• **PROBLEM DESCRIPTION**: Begin with the first line of the listing and quote every line through the one containing "sample: [134, 23]."; give only those lines.

• **DATA EXTRACT**:
*** Block opens ***

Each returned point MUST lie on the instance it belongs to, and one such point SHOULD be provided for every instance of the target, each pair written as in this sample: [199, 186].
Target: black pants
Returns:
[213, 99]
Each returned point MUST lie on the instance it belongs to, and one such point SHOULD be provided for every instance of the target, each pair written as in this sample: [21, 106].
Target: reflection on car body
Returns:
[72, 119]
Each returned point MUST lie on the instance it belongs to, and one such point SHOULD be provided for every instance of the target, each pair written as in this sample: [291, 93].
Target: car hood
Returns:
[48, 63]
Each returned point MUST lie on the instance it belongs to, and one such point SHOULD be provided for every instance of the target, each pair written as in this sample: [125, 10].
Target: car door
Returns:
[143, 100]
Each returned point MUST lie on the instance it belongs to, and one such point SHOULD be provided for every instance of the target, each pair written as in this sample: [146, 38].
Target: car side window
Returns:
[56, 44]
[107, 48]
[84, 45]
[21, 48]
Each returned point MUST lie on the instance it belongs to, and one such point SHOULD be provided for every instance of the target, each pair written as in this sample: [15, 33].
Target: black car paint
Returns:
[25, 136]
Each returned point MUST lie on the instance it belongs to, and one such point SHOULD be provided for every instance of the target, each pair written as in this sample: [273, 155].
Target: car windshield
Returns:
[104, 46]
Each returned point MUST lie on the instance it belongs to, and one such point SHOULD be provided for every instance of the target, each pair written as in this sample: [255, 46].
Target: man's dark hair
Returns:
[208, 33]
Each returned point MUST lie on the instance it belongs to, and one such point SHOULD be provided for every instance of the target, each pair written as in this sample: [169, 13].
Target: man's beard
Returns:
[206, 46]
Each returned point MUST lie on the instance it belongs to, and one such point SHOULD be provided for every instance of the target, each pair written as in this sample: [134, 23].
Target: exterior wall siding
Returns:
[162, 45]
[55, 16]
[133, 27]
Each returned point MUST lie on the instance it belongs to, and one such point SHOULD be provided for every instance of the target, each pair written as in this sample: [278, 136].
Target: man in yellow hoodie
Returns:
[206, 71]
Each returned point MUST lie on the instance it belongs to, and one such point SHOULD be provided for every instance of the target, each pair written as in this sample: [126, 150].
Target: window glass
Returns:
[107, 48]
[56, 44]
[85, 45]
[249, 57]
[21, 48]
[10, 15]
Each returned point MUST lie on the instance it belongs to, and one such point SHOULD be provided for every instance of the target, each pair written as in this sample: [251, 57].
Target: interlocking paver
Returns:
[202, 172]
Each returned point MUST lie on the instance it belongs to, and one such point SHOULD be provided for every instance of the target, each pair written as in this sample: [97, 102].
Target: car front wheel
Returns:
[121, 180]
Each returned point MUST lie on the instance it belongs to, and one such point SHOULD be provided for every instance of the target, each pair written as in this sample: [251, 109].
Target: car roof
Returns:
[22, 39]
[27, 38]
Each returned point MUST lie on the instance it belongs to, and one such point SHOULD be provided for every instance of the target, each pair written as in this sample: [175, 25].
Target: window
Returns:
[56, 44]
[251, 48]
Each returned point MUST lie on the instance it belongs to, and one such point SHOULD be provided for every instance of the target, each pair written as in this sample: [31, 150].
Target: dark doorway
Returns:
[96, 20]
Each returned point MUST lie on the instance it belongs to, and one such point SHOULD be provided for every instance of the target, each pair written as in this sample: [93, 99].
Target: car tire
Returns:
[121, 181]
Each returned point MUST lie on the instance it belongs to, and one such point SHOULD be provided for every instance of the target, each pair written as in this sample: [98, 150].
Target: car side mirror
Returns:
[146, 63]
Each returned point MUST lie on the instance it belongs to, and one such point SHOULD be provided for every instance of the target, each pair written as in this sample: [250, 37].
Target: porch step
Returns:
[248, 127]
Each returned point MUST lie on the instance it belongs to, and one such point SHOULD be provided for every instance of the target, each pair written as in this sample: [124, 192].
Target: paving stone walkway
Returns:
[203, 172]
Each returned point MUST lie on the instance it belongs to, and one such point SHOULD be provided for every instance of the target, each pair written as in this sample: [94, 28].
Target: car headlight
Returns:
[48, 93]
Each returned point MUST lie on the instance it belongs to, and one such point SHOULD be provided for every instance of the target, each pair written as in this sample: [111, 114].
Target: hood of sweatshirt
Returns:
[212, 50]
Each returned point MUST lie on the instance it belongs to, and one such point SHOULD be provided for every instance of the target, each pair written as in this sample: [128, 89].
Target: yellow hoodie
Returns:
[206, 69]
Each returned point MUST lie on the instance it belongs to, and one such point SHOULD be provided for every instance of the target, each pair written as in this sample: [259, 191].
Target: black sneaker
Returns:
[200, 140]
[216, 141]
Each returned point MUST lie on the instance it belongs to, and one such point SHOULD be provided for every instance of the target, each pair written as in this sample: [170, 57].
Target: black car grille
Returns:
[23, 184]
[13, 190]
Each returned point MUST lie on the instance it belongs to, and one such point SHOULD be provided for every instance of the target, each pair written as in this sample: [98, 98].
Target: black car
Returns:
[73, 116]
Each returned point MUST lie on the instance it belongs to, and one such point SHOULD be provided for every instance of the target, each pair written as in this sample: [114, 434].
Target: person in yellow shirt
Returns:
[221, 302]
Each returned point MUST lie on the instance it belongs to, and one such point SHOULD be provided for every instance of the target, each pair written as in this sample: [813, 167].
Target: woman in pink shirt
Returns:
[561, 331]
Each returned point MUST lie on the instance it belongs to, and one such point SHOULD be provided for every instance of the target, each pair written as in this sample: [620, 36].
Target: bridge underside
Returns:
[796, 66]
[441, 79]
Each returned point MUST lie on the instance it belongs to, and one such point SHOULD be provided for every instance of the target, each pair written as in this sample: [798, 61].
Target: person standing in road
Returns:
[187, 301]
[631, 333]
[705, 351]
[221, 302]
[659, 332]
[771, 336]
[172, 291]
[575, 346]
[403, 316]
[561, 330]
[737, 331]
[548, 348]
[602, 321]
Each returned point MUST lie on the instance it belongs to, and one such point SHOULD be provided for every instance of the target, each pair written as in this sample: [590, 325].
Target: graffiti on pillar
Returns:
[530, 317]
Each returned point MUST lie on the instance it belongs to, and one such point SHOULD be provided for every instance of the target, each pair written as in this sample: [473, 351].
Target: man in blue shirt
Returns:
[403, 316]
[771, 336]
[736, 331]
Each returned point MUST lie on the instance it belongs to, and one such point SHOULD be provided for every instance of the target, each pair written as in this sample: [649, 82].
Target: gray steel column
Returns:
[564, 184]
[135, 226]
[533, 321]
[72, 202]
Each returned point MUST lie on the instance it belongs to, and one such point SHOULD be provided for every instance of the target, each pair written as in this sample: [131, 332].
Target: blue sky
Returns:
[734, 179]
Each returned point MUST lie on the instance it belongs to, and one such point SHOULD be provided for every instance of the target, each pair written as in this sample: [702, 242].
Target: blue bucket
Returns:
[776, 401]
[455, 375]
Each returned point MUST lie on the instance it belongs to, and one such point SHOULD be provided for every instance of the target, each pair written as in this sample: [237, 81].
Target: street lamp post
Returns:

*** Block closes ***

• **OUTPUT BELOW**:
Each returned point MUST lie on the instance it belongs to, and one such point SHOULD be provided for every instance of the target, each pair written as in this sample: [199, 186].
Target: black pants
Returns:
[213, 99]
Each returned point MUST lie on the instance it belongs to, and one such point SHOULD be provided for every instance of the target, each pair written as in this sample: [21, 106].
Target: reflection on car body
Returns:
[72, 119]
Each returned point MUST lie on the instance it belongs to, and one such point SHOULD be provided for every instance of the target, each pair written as in this sample: [291, 93].
Target: car hood
Returns:
[48, 63]
Each returned point MUST lie on the instance it belongs to, and one such point SHOULD be provided for every instance of the target, each pair written as in this sample: [125, 10].
Target: car door
Returns:
[143, 100]
Each returned point MUST lie on the instance it belongs to, and one such point SHOULD be provided for every instance of the target, each pair written as in this sample: [146, 38].
Target: car side window
Returns:
[56, 44]
[107, 48]
[84, 45]
[21, 48]
Each returned point MUST lie on the instance it belongs to, and one such point SHOULD be provided for every instance of the target, each pair written as in this sample: [15, 33].
Target: black car paint
Returns:
[25, 136]
Each returned point MUST lie on the instance it belongs to, and one such point SHOULD be provided for every instance of the target, each pair written as in this sample: [273, 155].
Target: car windshield
Returns:
[104, 46]
Each returned point MUST lie on the instance it belongs to, and one such point SHOULD be provided for every instance of the target, each pair written as in this sample: [255, 46].
Target: man's dark hair
Returns:
[208, 33]
Each returned point MUST lie on the instance it belongs to, and one such point SHOULD be provided for every instance of the target, each pair written as in this sample: [169, 13].
Target: man's beard
Returns:
[206, 46]
Each returned point MUST lie on the instance it belongs to, and one such point SHOULD be provided for every instance of the target, each pair written as in this sample: [134, 23].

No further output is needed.